◆ TRECHO DO DOCUMENTO
-.-.-
A liderança do movimento apontou que, hoje, no Brasil, existem 850 milhões de hectares de terra e desse total apenas 80 milhões são utilizados para o plantio. Dessa parcela, 60 milhões são para soja e milho voltados à exportação para “alimentar porcos e vacas na Europa e na Ásia”, de acordo com Mauro. “Somente 14 milhões de hectares são destinados a feijão, arroz, mandioca, batata, legumes e verduras. Em paralelo, temos 20 milhões de pessoas passando fome e quase a metade do povo desnutrido. Pensar numa reforma agrária é resolver isso”, opinou.
Ainda de acordo com Mauro, o MST surge na década de 1980 reivindicando a reforma agrária que, na verdade, é uma bandeira burguesa da Revolução Francesa. “No começo, nós queríamos apenas um reparto fundiário e, com o passar dos anos, nós fomos descobrindo que uma reforma agrária de verdade não é só repartir a terra, mas também é fundamentalmente pensar em uma reforma que envolva Educação, Saúde, produção agroecológica, boa alimentação, tecnologia. É isso que nós defendemos”, afirmou o representante da coordenação nacional.
-.-.-
◆ ENTRADAS
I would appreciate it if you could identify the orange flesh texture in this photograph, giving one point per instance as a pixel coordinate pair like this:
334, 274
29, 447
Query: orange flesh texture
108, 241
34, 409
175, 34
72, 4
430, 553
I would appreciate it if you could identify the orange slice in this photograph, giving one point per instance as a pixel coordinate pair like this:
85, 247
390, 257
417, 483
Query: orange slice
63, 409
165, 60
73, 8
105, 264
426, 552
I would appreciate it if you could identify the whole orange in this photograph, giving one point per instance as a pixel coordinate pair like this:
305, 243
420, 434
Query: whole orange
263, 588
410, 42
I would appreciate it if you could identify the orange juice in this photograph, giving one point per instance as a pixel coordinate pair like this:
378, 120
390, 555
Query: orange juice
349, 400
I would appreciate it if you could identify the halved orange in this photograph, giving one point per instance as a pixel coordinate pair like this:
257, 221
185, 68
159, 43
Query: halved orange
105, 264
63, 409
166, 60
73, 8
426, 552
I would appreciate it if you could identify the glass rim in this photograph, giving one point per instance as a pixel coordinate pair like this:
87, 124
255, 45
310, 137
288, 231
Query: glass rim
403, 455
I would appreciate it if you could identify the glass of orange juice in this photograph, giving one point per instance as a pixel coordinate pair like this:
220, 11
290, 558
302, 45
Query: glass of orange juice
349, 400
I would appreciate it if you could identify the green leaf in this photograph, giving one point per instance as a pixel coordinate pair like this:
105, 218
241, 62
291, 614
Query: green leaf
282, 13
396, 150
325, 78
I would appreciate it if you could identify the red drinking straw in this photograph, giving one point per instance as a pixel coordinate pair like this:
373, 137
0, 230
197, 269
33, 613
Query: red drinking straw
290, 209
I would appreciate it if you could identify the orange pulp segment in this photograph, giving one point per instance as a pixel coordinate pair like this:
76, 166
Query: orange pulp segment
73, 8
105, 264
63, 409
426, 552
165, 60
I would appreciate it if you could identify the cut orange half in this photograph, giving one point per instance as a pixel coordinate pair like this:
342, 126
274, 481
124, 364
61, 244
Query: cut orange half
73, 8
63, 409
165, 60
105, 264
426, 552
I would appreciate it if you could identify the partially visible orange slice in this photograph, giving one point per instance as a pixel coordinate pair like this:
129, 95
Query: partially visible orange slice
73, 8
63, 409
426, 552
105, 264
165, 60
-.-.-
◆ INSTRUÇÕES DE TRABALHO
A: Copie, do texto sobre a reforma agrária, o trecho que se inicia nas palavras que contêm "Ainda de acordo" e vai até "da coordenação nacional.".
B: Segundo o texto sobre a reforma agrária, quantos hectares de terra são utilizados para o plantio no Brasil?

◆ PROBLEMAS RESOLVIDOS
A:
Ainda de acordo com Mauro, o MST surge na década de 1980 reivindicando a reforma agrária que, na verdade, é uma bandeira burguesa da Revolução Francesa. “No começo, nós queríamos apenas um reparto fundiário e, com o passar dos anos, nós fomos descobrindo que uma reforma agrária de verdade não é só repartir a terra, mas também é fundamentalmente pensar em uma reforma que envolva Educação, Saúde, produção agroecológica, boa alimentação, tecnologia. É isso que nós defendemos”, afirmou o representante da coordenação nacional.

B: São utilizados 80 milhões de hectares.